= Description of the task =
In the records below, report each line that contains the word "hand". Case matters, so a capital letter does not match a lowercase one.

## START

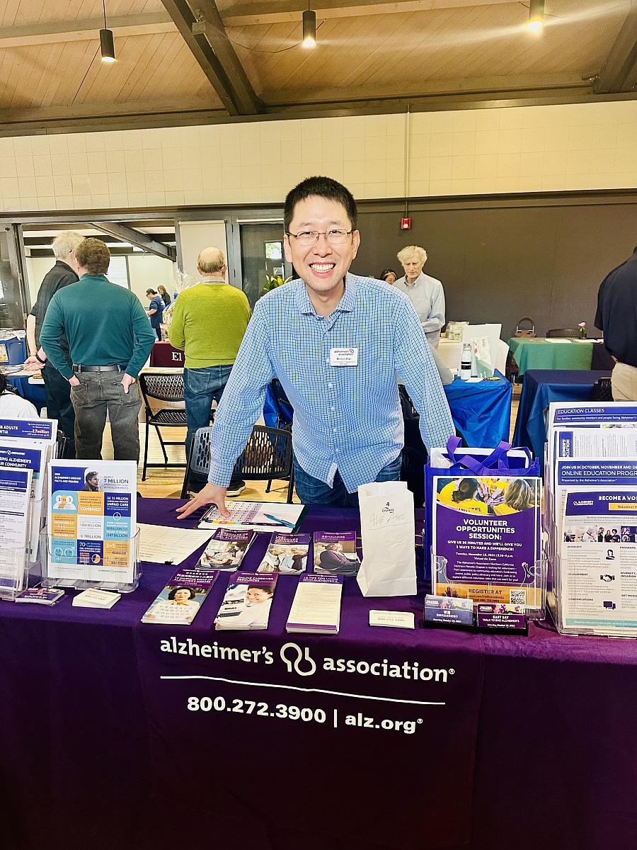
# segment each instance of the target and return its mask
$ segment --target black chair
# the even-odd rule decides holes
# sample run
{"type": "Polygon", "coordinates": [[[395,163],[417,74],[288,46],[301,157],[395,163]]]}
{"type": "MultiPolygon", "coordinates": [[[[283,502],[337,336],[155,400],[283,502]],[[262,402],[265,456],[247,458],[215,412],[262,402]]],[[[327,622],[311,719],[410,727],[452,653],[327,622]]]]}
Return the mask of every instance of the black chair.
{"type": "Polygon", "coordinates": [[[142,468],[142,481],[146,480],[146,470],[150,468],[166,468],[168,467],[184,467],[185,463],[169,463],[166,453],[166,445],[183,445],[183,440],[168,441],[163,439],[160,428],[185,428],[185,408],[161,407],[153,411],[149,399],[157,401],[180,402],[183,401],[183,375],[176,372],[142,372],[139,375],[139,388],[142,391],[144,405],[146,411],[146,434],[144,445],[144,466],[142,468]],[[164,463],[148,462],[148,443],[150,426],[157,432],[161,450],[164,453],[164,463]]]}
{"type": "Polygon", "coordinates": [[[551,337],[555,338],[559,337],[579,337],[580,328],[578,327],[554,327],[550,331],[546,332],[546,338],[550,339],[551,337]]]}
{"type": "MultiPolygon", "coordinates": [[[[182,499],[188,495],[192,473],[206,475],[210,467],[211,428],[200,428],[194,434],[183,476],[182,499]]],[[[232,478],[245,481],[289,479],[287,502],[292,502],[292,435],[285,428],[255,425],[245,448],[237,458],[232,478]]]]}
{"type": "Polygon", "coordinates": [[[613,401],[612,386],[610,377],[598,377],[593,384],[591,401],[613,401]]]}

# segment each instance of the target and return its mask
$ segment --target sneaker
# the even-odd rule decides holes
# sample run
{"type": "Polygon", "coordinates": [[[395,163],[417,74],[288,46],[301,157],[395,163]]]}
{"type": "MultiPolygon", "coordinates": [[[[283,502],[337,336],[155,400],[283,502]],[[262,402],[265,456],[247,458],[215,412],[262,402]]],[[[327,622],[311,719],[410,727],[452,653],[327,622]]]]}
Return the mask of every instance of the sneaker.
{"type": "Polygon", "coordinates": [[[226,490],[226,496],[239,496],[240,493],[245,490],[245,482],[242,480],[231,481],[228,485],[228,490],[226,490]]]}

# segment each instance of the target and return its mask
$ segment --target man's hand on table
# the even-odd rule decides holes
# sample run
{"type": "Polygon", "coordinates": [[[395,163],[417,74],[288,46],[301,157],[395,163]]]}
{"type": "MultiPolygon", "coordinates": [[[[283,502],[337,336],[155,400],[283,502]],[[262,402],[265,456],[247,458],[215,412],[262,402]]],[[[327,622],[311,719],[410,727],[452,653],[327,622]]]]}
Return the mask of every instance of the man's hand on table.
{"type": "Polygon", "coordinates": [[[226,490],[228,487],[217,487],[214,484],[206,484],[204,489],[187,502],[177,508],[178,519],[185,519],[200,507],[206,505],[217,505],[222,517],[229,517],[230,512],[226,507],[226,490]]]}

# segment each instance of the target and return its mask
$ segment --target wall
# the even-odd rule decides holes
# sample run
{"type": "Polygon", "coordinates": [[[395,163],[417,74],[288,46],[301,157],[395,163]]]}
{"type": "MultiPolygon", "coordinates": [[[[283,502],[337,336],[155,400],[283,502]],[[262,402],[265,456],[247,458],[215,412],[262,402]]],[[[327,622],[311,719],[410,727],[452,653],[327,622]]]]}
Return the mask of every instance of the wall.
{"type": "MultiPolygon", "coordinates": [[[[402,115],[0,139],[4,211],[280,202],[323,173],[403,195],[402,115]]],[[[414,113],[412,196],[632,188],[637,101],[414,113]]]]}

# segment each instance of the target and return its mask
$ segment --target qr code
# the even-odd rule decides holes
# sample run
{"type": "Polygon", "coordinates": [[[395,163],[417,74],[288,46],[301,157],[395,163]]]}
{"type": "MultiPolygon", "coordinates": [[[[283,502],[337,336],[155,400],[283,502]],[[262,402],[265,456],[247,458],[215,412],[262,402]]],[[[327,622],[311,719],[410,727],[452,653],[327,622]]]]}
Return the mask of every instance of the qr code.
{"type": "Polygon", "coordinates": [[[526,605],[527,591],[523,587],[520,590],[509,591],[509,603],[511,605],[526,605]]]}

## END

= Task solution =
$ segment --target man's hand on table
Return the mask of every instance of the man's hand on table.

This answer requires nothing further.